TEXTE À LIRE:
* * * * *

Je reviens aujourd’hui, 25 Juillet 1995, d’un petit tournage vidéo au jardin Marco Polo.

La statue de "la femme aux bras levés", qui avait été enlevée depuis un an pour être restaurée, est revenue.

J’ai eu la chance d’assister à son retour et ce spectacle m’a permis de faire une découverte importante, qui pourrait éclaircir encore le contenu de La momie à mi-mots.

Pour la replacer sur son socle de pierre veinée de Bourgogne, une grue de 90 tonnes est intervenue et a été placée derrière la fontaine Carpeaux, à l’endroit même où j’avais, autrefois placée la momie, en attente de sa résurrection. J’ai pu prendre en note, avec la caméra vidéo d’Udnie, le moment où cette statue a été soulevée hors du camion qui l’avait transportée, hissée au-dessus des deux allées d’arbres du square, redescendue dans les airs, pour être replacée sur son socle.

* * * * *

ENREGISTREMENTS FOURNIS:
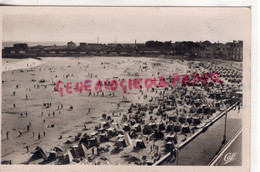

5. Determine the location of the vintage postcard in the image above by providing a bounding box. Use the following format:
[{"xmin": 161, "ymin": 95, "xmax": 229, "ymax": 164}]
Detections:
[{"xmin": 0, "ymin": 7, "xmax": 251, "ymax": 172}]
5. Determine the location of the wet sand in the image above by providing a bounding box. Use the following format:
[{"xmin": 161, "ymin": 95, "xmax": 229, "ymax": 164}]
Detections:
[{"xmin": 1, "ymin": 57, "xmax": 188, "ymax": 164}]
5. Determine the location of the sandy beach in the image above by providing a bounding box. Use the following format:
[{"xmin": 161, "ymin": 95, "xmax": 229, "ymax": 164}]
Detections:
[{"xmin": 1, "ymin": 57, "xmax": 242, "ymax": 165}]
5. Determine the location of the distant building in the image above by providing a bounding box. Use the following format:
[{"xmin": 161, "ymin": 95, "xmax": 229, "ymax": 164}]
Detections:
[
  {"xmin": 79, "ymin": 42, "xmax": 87, "ymax": 50},
  {"xmin": 67, "ymin": 41, "xmax": 76, "ymax": 50}
]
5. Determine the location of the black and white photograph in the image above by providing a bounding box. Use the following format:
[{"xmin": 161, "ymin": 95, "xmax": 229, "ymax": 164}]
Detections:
[{"xmin": 1, "ymin": 7, "xmax": 251, "ymax": 171}]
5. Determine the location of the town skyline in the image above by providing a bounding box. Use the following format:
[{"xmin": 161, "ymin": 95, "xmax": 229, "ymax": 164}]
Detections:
[{"xmin": 2, "ymin": 8, "xmax": 250, "ymax": 43}]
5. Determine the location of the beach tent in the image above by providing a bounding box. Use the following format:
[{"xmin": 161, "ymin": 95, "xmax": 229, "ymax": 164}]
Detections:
[
  {"xmin": 79, "ymin": 143, "xmax": 88, "ymax": 157},
  {"xmin": 182, "ymin": 124, "xmax": 190, "ymax": 133},
  {"xmin": 70, "ymin": 145, "xmax": 80, "ymax": 158},
  {"xmin": 29, "ymin": 146, "xmax": 47, "ymax": 161},
  {"xmin": 53, "ymin": 146, "xmax": 63, "ymax": 152},
  {"xmin": 165, "ymin": 141, "xmax": 174, "ymax": 152},
  {"xmin": 48, "ymin": 151, "xmax": 57, "ymax": 161},
  {"xmin": 192, "ymin": 116, "xmax": 201, "ymax": 125},
  {"xmin": 165, "ymin": 133, "xmax": 177, "ymax": 143},
  {"xmin": 63, "ymin": 150, "xmax": 73, "ymax": 164},
  {"xmin": 174, "ymin": 122, "xmax": 181, "ymax": 132},
  {"xmin": 115, "ymin": 135, "xmax": 127, "ymax": 148}
]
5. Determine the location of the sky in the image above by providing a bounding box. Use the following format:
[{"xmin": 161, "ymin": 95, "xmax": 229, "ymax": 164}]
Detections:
[{"xmin": 2, "ymin": 7, "xmax": 250, "ymax": 43}]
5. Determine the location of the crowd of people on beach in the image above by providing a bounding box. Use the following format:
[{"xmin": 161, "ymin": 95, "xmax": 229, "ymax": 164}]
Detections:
[{"xmin": 1, "ymin": 61, "xmax": 242, "ymax": 165}]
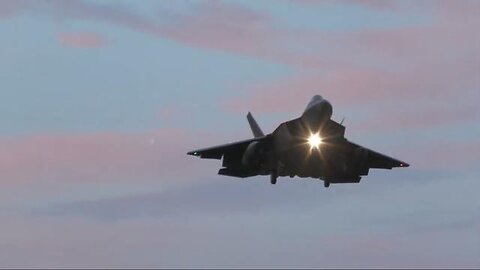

* * * * *

CONSIGNES:
1. Réécrivez plus brièvement le paragraphe du texte qui commence par « Pour la replacer sur son socle », en conservant ses faits principaux.
2. D'après le texte, pour quelle raison la statue de « la femme aux bras levés » avait-elle été enlevée ?
Appuyez-vous uniquement sur le texte pour répondre.

CORRIGÉS:
1. Une grue de 90 tonnes a été installée derrière la fontaine Carpeaux, là où la momie avait autrefois été placée en attente de sa résurrection, afin de remettre la statue sur son socle de pierre veinée de Bourgogne. La caméra vidéo d'Udnie a servi à filmer la statue soulevée hors du camion, hissée au-dessus des deux allées d'arbres du square, puis redescendue sur son socle.

2. Elle avait été enlevée pour être restaurée.